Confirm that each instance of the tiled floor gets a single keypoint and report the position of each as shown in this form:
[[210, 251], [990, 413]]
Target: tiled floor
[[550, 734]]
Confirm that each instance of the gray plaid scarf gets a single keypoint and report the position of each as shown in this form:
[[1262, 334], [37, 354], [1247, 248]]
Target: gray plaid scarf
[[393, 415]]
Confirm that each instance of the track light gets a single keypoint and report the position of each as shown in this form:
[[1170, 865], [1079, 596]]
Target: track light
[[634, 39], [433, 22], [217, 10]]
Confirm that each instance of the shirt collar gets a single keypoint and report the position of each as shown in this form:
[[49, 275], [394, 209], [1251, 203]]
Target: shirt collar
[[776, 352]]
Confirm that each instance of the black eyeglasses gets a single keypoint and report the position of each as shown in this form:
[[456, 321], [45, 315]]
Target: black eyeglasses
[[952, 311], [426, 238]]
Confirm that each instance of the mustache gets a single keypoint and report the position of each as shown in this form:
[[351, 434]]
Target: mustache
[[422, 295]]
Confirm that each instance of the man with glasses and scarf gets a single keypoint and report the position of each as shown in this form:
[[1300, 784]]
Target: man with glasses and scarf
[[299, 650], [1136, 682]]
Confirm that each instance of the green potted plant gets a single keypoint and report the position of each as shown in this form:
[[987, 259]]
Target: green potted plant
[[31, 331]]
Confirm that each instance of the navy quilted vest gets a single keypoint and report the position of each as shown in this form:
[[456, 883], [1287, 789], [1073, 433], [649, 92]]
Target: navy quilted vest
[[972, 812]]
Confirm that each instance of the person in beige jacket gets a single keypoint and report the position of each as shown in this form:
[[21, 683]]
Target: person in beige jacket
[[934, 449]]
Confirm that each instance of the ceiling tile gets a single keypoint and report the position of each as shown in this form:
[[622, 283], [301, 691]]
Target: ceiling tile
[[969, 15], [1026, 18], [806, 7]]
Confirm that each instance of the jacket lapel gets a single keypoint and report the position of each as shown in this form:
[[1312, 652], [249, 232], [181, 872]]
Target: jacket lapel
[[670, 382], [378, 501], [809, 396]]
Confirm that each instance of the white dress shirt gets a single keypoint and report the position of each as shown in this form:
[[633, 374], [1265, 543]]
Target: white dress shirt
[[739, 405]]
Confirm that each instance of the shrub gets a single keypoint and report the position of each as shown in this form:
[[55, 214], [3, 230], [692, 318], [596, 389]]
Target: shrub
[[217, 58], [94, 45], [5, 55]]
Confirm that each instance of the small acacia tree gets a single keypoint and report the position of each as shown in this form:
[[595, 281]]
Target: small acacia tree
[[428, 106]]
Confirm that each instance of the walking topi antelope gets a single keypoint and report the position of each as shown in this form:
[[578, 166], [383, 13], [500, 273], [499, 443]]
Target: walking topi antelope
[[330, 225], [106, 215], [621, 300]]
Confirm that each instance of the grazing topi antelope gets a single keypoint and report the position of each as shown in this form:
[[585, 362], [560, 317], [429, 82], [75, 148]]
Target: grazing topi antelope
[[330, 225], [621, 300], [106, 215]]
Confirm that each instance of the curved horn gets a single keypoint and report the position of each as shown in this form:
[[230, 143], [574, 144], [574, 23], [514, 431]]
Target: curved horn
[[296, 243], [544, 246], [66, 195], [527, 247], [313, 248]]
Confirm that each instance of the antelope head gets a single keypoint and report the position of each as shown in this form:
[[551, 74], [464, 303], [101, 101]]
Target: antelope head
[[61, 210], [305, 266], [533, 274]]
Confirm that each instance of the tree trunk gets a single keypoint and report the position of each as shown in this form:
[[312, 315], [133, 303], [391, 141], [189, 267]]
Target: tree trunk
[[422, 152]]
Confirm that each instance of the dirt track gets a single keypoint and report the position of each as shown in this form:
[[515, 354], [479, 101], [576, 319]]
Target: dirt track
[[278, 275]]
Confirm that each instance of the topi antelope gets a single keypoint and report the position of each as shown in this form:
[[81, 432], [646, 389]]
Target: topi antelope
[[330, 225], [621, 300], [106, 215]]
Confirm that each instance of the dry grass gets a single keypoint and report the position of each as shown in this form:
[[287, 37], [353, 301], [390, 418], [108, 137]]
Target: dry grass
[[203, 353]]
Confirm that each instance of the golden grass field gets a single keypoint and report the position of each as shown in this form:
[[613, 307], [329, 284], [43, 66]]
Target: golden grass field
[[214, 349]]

Try it — Copy every entry exactly; no part may be left out.

Solution to this problem —
Confirm that each instance of the tiled floor gets a single keypoint and report the position of each as shown in this form:
[[210, 251], [990, 413]]
Target: tiled floor
[[550, 734]]
Confirm that each instance of the gray plaid scarf gets a single keypoint and report the position of each as shown in this form:
[[1262, 334], [37, 354], [1247, 248]]
Target: gray plaid scarf
[[393, 415]]
Confirm that each instance of the track light gets a single keypoint and report the position of each as shown in this form:
[[1170, 865], [1079, 596]]
Target: track light
[[634, 39], [433, 22], [217, 10]]
Confirm that each instance of the shirt collar gets a single keypoint and report the position of each as shown in this form:
[[49, 275], [394, 209], [1251, 203]]
Target: shirt collar
[[776, 352]]
Confirm that each instance of the black eyeglasses gets a single keypoint and report the position of each as shown in this form:
[[456, 321], [45, 315]]
Target: black eyeglasses
[[952, 311], [426, 238]]
Confirm that each instance of the mustache gets a single keypoint and report the position of each as shown in this form:
[[351, 434]]
Target: mustache
[[422, 295]]
Confirm that each instance of the man with glasses and scarf gets a single keypoint and report the position of each as shown in this form:
[[1300, 784]]
Target: man with glasses and scarf
[[299, 650], [1136, 682]]
Confirm that each instance of the green potted plant gets a single keypoint and report the position of each as shown in this form:
[[987, 259]]
Target: green potted plant
[[31, 331]]
Confirm that each instance of the navy quilted vest gets a single keypoint and report the position of each as shown in this form:
[[456, 883], [1287, 789], [1073, 433], [649, 92]]
Target: navy quilted vest
[[972, 812]]
Confirm that each instance of the person in beige jacket gets a single keypoint and report the position of each as shown in this form:
[[21, 683]]
Target: person in beige jacket
[[934, 449]]
Confirm that each instance of the ceiling tile gets a single keypoint and report the position of each as shown in this form:
[[622, 283], [301, 691]]
Target: ceiling tile
[[969, 15], [1026, 18], [806, 7]]
Confirm that each instance of the jacket lapel gets a single keypoint and report the position of each as shown in this form:
[[1312, 652], [249, 232], [181, 872]]
Target: jacket lapel
[[670, 382], [378, 501], [809, 396]]
Confirm that each instance of the white dress shirt gets a single keypoint and report the position of each as shown in this form:
[[633, 374], [1265, 543]]
Target: white dress shirt
[[739, 405]]
Confirm that each instance of the shrub gets a single keypoint and report the position of each as shown in this form:
[[55, 214], [3, 230], [692, 318], [596, 389]]
Target: shrub
[[217, 58], [94, 45], [5, 55]]
Confirm that each instance of the small acacia tree gets a single keypoint and report the position of each as shown in this form:
[[595, 281]]
Target: small acacia tree
[[428, 106]]
Confirm that each instance of the walking topi antelope gets a single keypoint and report the position of each as shown in this form:
[[578, 166], [383, 13], [500, 273], [499, 443]]
Target: walking topi antelope
[[330, 225], [106, 215], [621, 300]]
Confirm that each instance of the grazing topi antelope gets a single keypoint and report the position of each as shown in this form:
[[585, 362], [560, 317], [429, 82], [75, 148]]
Target: grazing topi antelope
[[330, 225], [621, 300], [106, 215]]
Confirm that each instance of the curved horn gets a single keypoint and report the position of each as shown in this form:
[[230, 143], [574, 144], [574, 23], [514, 431]]
Target: curved horn
[[296, 243], [544, 246], [66, 195], [527, 247], [313, 248]]
Confirm that each instance of the antelope head gets a single keypoint and report the position of each as shown in this form:
[[551, 74], [464, 303], [101, 101]]
Target: antelope head
[[61, 210], [305, 266], [533, 274]]
Confirm that each instance of the tree trunk gets a single keypoint and report the position of each as shown in this form:
[[312, 315], [133, 303], [391, 141], [189, 267]]
Target: tree trunk
[[422, 152]]
Confirm that each instance of the dirt track gets a single keypoint and report the position of each as shown in this form:
[[515, 354], [479, 101], [576, 319]]
Target: dirt track
[[278, 275]]
Confirm that each instance of the topi antelope gets a single keypoint and report the position of each as shown in this form:
[[81, 432], [646, 389]]
Target: topi antelope
[[330, 225], [621, 300], [106, 215]]
Confirm that each instance of the dry grass gets a single keypoint and report the position of each as shown in this form:
[[287, 37], [353, 301], [390, 418], [108, 137]]
Target: dry grass
[[203, 353]]
Confirm that each instance of the golden grass field gets a single keypoint and report the position of each as shown in this form:
[[613, 307], [329, 284], [43, 66]]
Target: golden grass field
[[214, 349]]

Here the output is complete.